OBJETIVO: Indique cuántas líneas de los ítems contienen la cadena "fence", distinguiendo entre mayúsculas y minúsculas. Responda únicamente con el número.

ÍTEMS DEL EJERCICIO:
----

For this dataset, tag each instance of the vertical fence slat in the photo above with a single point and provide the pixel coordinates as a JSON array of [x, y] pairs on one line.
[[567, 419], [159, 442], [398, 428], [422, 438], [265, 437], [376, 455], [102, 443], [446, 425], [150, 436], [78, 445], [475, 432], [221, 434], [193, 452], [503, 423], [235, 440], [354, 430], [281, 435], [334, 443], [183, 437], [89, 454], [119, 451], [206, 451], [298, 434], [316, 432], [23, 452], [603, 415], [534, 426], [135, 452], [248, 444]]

----

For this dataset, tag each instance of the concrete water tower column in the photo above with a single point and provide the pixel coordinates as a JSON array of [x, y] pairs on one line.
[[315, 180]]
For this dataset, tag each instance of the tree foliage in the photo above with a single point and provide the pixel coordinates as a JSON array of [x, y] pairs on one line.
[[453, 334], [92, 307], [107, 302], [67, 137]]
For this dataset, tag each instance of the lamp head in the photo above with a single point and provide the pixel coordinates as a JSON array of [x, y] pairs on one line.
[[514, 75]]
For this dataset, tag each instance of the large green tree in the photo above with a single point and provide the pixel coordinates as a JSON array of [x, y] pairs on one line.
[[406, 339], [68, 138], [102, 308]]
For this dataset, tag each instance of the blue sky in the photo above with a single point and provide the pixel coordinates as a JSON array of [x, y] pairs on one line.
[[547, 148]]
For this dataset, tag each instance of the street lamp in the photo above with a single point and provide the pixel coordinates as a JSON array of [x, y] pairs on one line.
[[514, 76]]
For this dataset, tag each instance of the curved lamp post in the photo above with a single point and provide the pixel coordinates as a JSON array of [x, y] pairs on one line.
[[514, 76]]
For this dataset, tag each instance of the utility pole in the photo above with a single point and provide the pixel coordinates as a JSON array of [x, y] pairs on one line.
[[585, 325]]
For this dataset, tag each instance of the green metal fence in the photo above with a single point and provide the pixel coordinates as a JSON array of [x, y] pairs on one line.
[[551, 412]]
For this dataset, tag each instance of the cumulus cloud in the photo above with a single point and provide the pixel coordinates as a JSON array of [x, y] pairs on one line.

----

RESPUESTA: 2